_Work instructions_: The entries below contain a line with "rice, shaped like this sample" and a line with "polish, shaped like this sample". Retype exactly everything from the first down to the second, both included, and nothing else.

_Extracted records_:

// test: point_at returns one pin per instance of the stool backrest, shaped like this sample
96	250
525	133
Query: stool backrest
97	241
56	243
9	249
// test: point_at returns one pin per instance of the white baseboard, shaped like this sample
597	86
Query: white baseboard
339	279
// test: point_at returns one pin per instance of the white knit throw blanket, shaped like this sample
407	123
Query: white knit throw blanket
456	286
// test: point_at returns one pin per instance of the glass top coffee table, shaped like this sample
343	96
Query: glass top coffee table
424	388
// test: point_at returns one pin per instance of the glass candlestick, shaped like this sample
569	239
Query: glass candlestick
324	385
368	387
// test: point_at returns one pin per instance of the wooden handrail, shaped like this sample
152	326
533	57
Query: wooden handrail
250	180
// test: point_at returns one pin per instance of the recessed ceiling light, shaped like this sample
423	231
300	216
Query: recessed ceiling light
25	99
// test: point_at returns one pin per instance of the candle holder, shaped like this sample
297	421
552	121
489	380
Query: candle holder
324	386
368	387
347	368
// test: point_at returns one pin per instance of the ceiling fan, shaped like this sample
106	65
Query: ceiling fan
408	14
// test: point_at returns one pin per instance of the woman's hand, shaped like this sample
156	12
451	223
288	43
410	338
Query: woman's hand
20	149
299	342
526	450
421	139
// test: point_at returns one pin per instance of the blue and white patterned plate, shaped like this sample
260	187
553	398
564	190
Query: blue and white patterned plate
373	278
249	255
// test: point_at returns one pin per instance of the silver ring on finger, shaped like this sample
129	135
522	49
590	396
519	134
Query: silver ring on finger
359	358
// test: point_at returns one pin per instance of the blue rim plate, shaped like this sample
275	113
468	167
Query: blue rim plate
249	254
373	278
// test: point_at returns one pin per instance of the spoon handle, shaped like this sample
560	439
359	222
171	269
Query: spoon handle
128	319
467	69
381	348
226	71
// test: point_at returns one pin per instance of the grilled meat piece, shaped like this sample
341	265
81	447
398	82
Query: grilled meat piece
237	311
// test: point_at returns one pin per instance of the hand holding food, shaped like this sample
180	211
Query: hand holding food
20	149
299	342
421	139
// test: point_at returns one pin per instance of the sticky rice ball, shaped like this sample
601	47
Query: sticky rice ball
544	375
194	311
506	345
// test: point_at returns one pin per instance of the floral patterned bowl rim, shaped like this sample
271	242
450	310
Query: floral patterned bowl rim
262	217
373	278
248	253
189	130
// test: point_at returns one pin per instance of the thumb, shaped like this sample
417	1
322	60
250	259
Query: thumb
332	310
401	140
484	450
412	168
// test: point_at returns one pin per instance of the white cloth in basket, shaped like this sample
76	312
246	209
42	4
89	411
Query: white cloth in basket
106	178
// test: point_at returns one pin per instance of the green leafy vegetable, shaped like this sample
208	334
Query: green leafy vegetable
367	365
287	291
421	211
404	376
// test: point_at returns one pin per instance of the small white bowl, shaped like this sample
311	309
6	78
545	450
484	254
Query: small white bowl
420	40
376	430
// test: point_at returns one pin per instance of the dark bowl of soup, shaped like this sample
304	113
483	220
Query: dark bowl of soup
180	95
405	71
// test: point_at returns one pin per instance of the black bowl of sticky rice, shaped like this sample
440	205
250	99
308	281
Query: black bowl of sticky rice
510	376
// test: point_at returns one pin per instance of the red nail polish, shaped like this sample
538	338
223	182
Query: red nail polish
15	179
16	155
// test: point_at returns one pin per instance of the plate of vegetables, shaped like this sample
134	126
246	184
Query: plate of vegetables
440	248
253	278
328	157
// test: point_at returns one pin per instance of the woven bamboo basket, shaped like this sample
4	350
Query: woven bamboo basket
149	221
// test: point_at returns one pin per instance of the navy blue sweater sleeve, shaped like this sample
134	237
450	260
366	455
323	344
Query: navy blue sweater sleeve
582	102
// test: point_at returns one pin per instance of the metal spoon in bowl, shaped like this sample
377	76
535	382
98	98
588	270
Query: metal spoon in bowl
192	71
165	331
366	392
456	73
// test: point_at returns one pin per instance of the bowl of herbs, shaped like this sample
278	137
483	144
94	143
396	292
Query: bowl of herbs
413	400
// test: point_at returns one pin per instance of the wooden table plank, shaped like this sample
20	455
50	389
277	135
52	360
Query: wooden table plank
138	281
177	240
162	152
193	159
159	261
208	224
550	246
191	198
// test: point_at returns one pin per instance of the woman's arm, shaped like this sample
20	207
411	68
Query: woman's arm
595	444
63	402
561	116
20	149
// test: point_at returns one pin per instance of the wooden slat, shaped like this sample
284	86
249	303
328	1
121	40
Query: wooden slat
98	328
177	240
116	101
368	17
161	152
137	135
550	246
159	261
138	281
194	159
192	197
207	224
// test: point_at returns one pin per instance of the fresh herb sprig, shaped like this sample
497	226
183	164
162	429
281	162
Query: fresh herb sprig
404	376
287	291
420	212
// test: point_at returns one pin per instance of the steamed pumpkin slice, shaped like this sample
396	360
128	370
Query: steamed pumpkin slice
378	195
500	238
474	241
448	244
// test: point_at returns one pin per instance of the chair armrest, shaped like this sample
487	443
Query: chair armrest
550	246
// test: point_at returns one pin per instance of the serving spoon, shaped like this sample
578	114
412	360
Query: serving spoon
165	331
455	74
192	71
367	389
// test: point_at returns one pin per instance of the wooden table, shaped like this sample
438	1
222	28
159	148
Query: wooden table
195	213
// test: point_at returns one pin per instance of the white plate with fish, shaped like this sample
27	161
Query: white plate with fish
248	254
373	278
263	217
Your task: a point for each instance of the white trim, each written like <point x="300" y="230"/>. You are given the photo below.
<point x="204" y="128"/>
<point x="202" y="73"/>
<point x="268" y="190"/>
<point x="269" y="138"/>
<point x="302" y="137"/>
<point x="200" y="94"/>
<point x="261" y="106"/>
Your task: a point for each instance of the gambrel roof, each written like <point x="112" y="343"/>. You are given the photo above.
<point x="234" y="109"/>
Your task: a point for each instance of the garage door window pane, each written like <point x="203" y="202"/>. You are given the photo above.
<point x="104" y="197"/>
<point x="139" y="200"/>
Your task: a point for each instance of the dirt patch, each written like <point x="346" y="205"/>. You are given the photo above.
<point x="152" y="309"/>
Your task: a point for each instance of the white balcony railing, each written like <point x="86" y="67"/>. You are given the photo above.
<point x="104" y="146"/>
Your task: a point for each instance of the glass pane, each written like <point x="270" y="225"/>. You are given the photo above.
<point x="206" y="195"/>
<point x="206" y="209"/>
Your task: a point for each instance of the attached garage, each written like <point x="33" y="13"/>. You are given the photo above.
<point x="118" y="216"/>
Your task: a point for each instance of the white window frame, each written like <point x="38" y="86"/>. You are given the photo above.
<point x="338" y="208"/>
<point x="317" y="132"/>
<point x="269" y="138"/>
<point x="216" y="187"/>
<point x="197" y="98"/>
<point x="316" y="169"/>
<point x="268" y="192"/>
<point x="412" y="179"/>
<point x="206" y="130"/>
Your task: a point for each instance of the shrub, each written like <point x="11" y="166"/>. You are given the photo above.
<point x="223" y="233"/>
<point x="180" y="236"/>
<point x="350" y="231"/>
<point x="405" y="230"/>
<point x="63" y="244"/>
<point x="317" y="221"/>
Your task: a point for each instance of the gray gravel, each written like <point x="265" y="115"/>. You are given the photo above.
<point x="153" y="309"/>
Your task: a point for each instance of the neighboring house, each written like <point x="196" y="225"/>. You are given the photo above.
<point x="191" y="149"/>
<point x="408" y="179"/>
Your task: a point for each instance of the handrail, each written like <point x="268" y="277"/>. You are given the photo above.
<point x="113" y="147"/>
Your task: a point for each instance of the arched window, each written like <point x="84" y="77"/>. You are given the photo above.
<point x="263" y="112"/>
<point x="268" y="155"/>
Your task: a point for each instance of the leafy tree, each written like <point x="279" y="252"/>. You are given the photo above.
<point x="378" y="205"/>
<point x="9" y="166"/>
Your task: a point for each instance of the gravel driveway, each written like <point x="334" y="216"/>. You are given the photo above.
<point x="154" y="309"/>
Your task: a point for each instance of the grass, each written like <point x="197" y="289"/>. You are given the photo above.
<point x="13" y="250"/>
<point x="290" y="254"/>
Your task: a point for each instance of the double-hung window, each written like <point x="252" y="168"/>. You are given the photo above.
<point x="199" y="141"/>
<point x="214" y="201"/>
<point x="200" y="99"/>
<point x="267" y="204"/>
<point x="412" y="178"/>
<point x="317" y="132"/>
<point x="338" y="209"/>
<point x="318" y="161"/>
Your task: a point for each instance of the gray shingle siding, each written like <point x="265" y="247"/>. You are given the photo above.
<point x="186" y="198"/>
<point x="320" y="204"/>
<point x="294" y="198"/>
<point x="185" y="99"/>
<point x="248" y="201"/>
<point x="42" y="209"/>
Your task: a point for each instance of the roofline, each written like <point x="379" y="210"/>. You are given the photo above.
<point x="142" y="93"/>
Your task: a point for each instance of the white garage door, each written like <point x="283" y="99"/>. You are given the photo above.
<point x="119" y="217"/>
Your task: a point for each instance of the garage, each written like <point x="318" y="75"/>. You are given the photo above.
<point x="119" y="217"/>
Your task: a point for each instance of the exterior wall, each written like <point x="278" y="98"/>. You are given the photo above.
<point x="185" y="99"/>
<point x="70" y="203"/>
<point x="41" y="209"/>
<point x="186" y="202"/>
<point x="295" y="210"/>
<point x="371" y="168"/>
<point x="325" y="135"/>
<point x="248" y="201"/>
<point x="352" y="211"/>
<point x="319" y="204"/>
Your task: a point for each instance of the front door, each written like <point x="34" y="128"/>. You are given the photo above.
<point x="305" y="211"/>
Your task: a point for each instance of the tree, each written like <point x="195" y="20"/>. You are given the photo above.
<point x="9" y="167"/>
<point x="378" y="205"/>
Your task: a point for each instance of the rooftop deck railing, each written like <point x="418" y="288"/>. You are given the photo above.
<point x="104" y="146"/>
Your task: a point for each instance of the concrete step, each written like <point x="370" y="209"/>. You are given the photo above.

_Solution to this exercise_:
// test: point_at returns one pin per instance of the black bowl of sticky rice, shaped like this sample
440	205
250	99
308	281
Query: black bowl of sticky rice
510	376
// test: point_at returns one pin per instance of the red nail polish, shaped like this sample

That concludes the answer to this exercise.